Juan Ríos Martínez

Juan Ríos Martínez & José Benítez Sánchez ~ 1976 ©Juan Negrín

Juan Ríos Martínez and José Benítez Sánchez - Photograph ©Juan Negrín 1977-2018 All rights reserved.

                             Juan Ríos Martínez 1930 - 1996  Biography by Juan Negrín

Juan Ríos Martínez is known in Huichol as Taurri Mutuani, or “Painted Red.”. He told me he was given this name at birth in 1930 because of his skin pigmentation.

This artist’s sense of Huichol culture was closely tied to his extraordinary performances on the Huichol xaweri (locally manufactured violins prized by the talented natives who have adopted them). He was known and acclaimed throughout the Huichol Mountains by many of their greatest musicians. At the age of nine, he started to stand in for his father, who was famous for playing at ceremonial celebrations. His father was a son of Inés Ríos (see the biography of Guadalupe González Ríos); thus an important musical tradition flowed through Juan Ríos’s veins. He became a devotee to the kieri[1] at a very young age to improve his skills as a musician.

Information shown:
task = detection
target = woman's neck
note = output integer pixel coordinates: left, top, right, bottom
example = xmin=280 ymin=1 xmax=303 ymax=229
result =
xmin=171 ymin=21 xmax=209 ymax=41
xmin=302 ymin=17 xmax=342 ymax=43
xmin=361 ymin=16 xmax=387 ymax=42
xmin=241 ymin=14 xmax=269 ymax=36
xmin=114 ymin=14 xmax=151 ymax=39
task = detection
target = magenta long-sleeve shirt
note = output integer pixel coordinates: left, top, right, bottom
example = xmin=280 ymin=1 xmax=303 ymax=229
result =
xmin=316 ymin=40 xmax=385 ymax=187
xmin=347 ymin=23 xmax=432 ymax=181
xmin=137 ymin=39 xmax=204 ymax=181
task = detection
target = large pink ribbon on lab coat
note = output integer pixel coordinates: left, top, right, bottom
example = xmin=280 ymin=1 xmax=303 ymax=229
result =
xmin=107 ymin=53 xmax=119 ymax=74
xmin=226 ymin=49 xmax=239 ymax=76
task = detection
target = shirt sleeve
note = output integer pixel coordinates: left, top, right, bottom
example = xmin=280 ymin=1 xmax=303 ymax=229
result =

Required action: Could you reproduce, word for word, the passage of the Juan Ríos Martínez biography starting with "Juan Ríos Martínez 1930" and going on through "his skin pigmentation."?

Finished task:
Juan Ríos Martínez 1930 - 1996  Biography by Juan Negrín

Juan Ríos Martínez is known in Huichol as Taurri Mutuani, or “Painted Red.”. He told me he was given this name at birth in 1930 because of his skin pigmentation.